------ Quoted passage

But sometime in the early 1980s, one of the combine's most useful drills, the three-cone drill, was discreetly developed by the late C.O. Brocato, who was a legendary scout for the Houston Oilers/Tennessee Titans.
"C.O. was a guy people respected. He did a lot of things differently," said Gil Brandt, another scouting pioneer who helped build the early Dallas Cowboys dynasty. "I don't know [how he got that idea]. Back then, people didn't share a lot of information like they do now. It was highly secretive."
Because of that secrecy, Brandt, a human encyclopedia of NFL draft history, is unable to pinpoint the exact year that Brocato came up with the drill. He guesses it was a couple of years after the late Al Davis, who coached and owned the Oakland Raiders, came up with a comparable drill in 1982.
"Al Davis had a similar drill they called the four-square drill," Brandt recalled this week. "That was one of those things that never caught hold."
The three-cone drill did. Gradually. It took years to become commonplace. But it is one of the drills NFL talent evaluators will watch closest this week, especially when the running backs and defensive backs are up.
"A guy changing directions, no matter what position he plays, I think is very important," said the 83-year-old Brandt, who is an analyst for SiriusXM NFL Radio. "If a defensive back runs a 4.5 [in the 40] and about eight [seconds] in the cone drill, he is in all likelihood not going to be a player."

------------
------ Record excerpts

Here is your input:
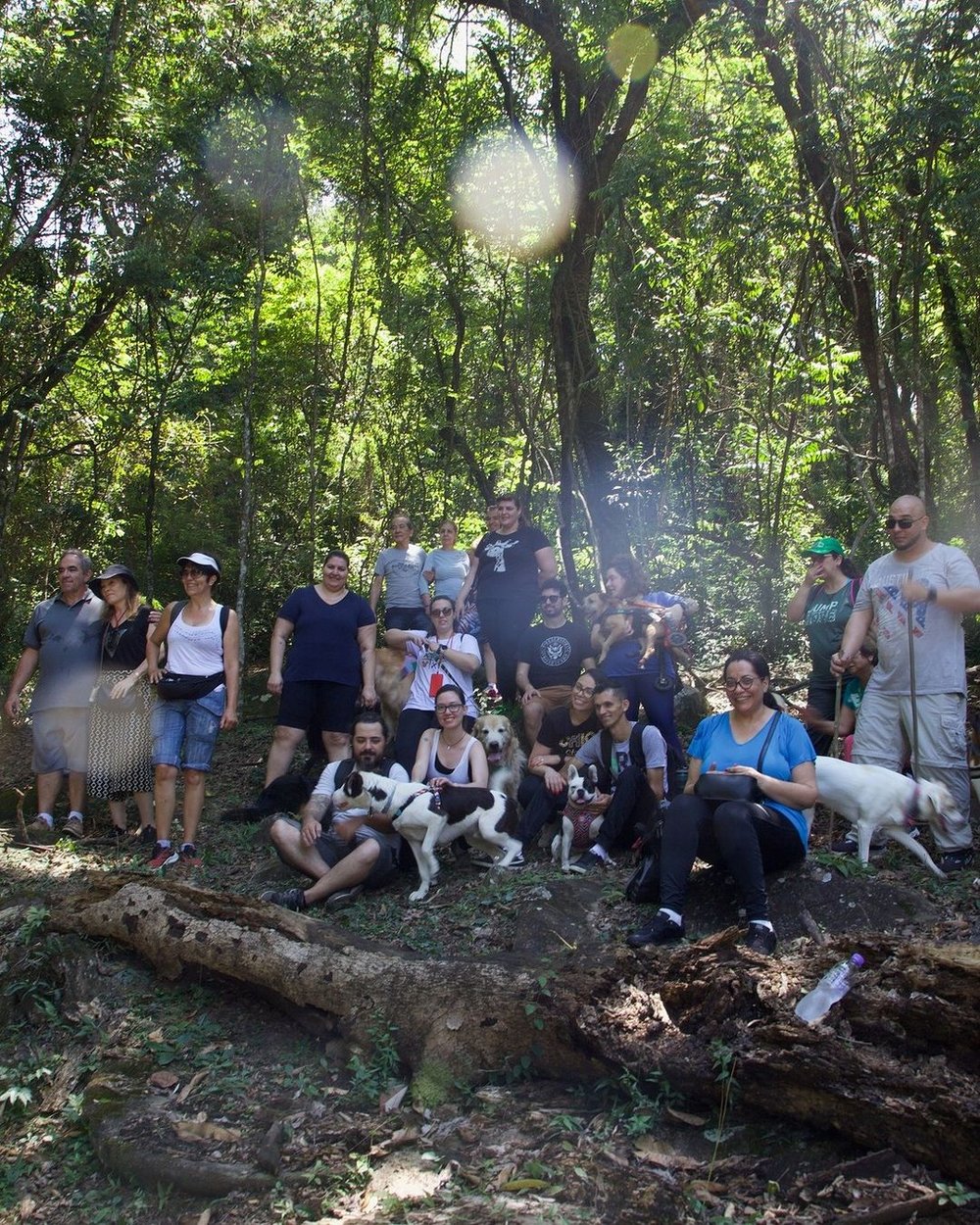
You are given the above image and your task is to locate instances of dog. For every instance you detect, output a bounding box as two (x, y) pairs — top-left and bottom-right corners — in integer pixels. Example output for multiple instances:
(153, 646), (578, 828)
(375, 647), (412, 729)
(473, 714), (528, 800)
(817, 758), (968, 881)
(333, 770), (522, 902)
(221, 770), (318, 823)
(552, 765), (603, 872)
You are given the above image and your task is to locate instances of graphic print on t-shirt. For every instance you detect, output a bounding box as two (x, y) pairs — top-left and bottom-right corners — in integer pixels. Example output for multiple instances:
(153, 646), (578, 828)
(484, 537), (518, 574)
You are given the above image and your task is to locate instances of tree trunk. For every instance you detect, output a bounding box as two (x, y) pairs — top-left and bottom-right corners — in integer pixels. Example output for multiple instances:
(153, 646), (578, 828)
(52, 875), (980, 1180)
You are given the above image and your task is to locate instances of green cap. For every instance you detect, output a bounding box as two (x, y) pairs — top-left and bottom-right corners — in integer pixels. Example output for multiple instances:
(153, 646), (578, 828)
(804, 537), (844, 558)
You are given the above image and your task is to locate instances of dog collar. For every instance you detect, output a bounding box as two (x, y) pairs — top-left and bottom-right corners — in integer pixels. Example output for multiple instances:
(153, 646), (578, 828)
(902, 783), (921, 829)
(377, 787), (429, 822)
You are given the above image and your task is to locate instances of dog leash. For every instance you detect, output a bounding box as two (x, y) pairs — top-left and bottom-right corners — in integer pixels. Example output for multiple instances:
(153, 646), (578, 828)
(831, 676), (844, 760)
(906, 601), (919, 779)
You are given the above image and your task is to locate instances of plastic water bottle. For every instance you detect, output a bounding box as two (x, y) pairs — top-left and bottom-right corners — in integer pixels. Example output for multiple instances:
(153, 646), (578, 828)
(797, 954), (865, 1022)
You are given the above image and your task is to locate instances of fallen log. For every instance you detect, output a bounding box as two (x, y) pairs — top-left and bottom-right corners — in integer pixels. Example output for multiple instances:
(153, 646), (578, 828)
(52, 875), (980, 1181)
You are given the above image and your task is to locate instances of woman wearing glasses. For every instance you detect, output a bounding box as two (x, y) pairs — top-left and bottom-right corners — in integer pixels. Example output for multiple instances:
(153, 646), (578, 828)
(627, 651), (817, 954)
(517, 667), (608, 853)
(385, 596), (480, 770)
(412, 685), (490, 792)
(787, 537), (861, 754)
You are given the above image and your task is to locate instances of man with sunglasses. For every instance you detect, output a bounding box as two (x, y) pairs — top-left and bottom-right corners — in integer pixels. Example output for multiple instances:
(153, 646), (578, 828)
(831, 495), (980, 872)
(515, 578), (594, 745)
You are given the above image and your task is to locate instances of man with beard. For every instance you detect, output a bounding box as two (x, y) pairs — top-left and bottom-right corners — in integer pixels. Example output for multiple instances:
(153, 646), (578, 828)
(4, 549), (106, 841)
(261, 710), (408, 910)
(831, 494), (980, 873)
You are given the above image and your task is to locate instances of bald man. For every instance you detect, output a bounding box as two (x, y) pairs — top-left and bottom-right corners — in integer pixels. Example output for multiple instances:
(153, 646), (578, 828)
(831, 495), (980, 872)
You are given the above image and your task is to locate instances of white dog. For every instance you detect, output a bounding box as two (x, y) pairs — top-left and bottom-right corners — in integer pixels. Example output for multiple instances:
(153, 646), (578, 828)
(473, 714), (528, 800)
(552, 765), (603, 872)
(333, 770), (522, 902)
(817, 758), (966, 880)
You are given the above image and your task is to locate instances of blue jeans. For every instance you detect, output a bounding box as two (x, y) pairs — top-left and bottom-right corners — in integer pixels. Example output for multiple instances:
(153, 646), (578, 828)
(150, 685), (225, 773)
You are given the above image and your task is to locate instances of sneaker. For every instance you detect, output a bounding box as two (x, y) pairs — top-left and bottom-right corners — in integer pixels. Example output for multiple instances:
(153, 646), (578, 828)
(745, 922), (775, 956)
(936, 847), (973, 876)
(259, 888), (306, 910)
(179, 843), (201, 867)
(568, 851), (608, 876)
(147, 843), (180, 872)
(323, 885), (364, 910)
(626, 910), (684, 949)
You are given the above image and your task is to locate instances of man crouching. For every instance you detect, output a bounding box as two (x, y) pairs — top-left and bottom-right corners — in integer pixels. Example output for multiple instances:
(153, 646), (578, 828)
(260, 710), (408, 910)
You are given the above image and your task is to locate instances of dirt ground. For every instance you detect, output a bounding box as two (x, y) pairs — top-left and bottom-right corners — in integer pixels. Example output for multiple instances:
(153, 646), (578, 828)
(0, 704), (980, 1225)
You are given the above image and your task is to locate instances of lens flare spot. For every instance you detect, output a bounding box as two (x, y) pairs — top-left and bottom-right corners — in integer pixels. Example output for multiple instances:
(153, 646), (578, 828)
(606, 21), (661, 81)
(452, 128), (578, 260)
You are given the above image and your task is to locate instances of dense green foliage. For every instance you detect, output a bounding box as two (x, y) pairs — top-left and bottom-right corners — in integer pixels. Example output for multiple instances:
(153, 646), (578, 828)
(0, 0), (980, 661)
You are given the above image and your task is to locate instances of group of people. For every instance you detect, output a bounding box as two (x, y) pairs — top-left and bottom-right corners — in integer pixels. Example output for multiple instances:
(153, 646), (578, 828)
(5, 495), (980, 954)
(4, 549), (240, 867)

------------

■ Written tasks:
1. From the passage on the three-cone drill:
(a) Who developed the three-cone drill?
(b) What did Brandt say Al Davis's similar drill was called?
(c) How old is Brandt?
2. In the records, rewrite the part that opens with the line containing "man with beard." and closes with the line containing "(831, 494), (980, 873)", replacing "man with beard" with "bearded man" and keeping everything else the same. Give only those lines.
The text and the records have no connection to each other.

■ Answers for the tasks:
1.
(a) C.O. Brocato
(b) The four-square drill
(c) 83

2.
You are given the above image and your task is to locate instances of bearded man. For every instance you detect, output a bounding box as two (x, y) pairs — top-left and bottom-right corners — in integer pixels. Example output for multiple instances:
(153, 646), (578, 828)
(4, 549), (106, 841)
(261, 710), (408, 910)
(831, 494), (980, 873)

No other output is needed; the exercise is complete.